> _Exercise_:
Return each line from the entries below that contains the word "white". Treat uppercase and lowercase as different.
**** Records
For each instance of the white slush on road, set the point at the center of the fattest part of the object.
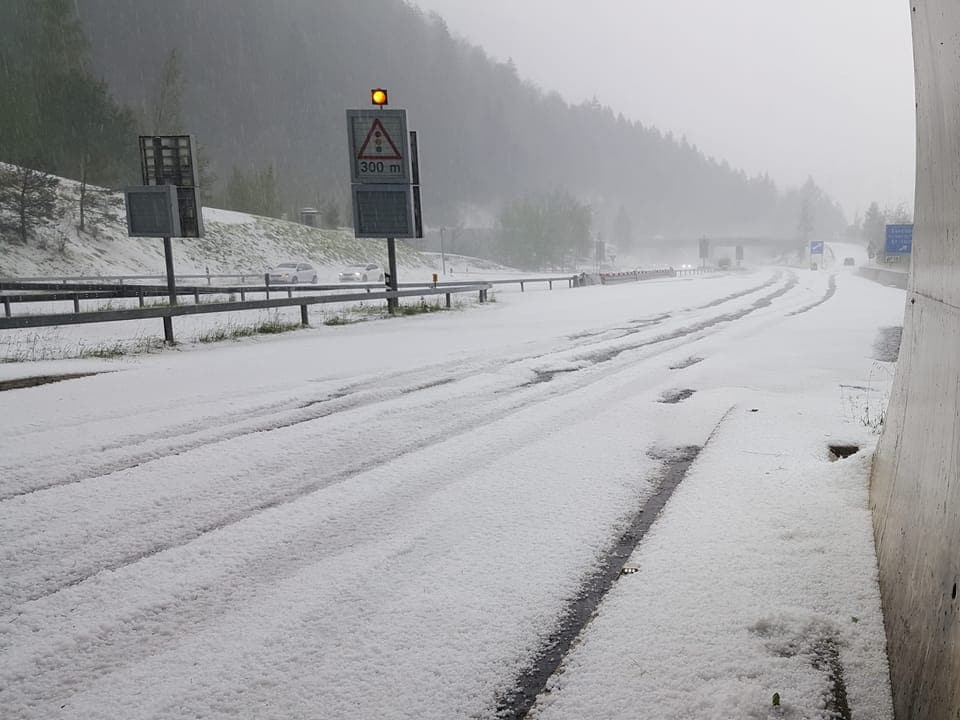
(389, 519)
********
**** Records
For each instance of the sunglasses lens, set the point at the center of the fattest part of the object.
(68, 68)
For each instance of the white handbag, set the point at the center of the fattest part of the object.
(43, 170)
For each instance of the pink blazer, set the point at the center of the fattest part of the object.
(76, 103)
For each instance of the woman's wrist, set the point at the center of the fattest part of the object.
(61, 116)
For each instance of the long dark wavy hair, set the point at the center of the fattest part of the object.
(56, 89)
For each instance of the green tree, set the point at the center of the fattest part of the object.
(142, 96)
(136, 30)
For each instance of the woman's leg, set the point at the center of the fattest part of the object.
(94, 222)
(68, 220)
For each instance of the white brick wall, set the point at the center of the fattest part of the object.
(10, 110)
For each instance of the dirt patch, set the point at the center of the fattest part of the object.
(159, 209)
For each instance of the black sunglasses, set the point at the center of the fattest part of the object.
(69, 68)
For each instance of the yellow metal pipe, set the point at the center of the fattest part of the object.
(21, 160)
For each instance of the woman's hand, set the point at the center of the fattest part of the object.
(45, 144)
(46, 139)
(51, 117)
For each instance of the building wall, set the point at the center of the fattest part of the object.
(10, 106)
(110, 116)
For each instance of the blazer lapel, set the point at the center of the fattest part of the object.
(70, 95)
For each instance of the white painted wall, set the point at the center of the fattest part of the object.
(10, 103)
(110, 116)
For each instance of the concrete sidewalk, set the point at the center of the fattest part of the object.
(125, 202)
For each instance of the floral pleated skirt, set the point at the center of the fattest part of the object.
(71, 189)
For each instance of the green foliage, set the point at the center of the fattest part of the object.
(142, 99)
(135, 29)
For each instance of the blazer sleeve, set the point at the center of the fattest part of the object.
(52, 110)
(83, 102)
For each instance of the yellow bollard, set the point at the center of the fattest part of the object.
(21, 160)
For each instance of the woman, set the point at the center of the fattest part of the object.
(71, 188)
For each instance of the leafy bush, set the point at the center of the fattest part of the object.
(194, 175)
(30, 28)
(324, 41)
********
**** Records
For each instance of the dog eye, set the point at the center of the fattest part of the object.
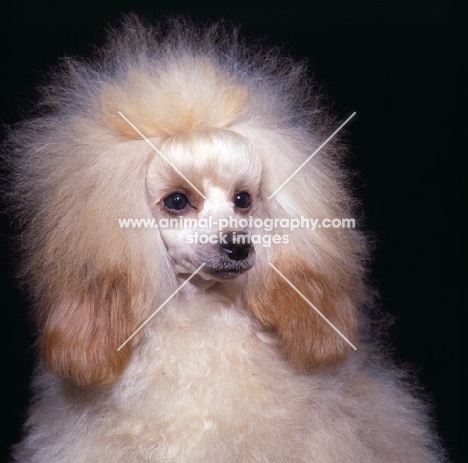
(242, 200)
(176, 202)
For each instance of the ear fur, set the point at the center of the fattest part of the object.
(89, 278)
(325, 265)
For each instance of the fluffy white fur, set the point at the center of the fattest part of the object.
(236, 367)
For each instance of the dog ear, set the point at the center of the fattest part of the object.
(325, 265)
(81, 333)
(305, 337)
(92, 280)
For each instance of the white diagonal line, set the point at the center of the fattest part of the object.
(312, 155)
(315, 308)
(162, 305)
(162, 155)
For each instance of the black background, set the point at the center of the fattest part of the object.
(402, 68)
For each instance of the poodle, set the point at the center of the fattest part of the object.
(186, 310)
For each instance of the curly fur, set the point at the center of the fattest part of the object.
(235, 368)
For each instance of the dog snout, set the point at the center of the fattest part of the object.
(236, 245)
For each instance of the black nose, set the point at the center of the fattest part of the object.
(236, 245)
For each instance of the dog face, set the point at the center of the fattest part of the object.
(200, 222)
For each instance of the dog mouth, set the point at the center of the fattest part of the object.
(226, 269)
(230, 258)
********
> _Expected output_:
For each instance of the white slush on road, set the point at the center of the fattest part of the object.
For each instance of the white handbag, set the point at the center of the fattest part of the object.
For each instance of the white brick wall, set the point at the center of the fattest part of the object.
For each instance of the white painted wall, set the point at the center of the fattest part of the object.
For each instance of the fluffy white fur, set the point at the center of the fattest part of the object.
For each instance of the white diagonal line, set the point at the center of the fattest part of the object.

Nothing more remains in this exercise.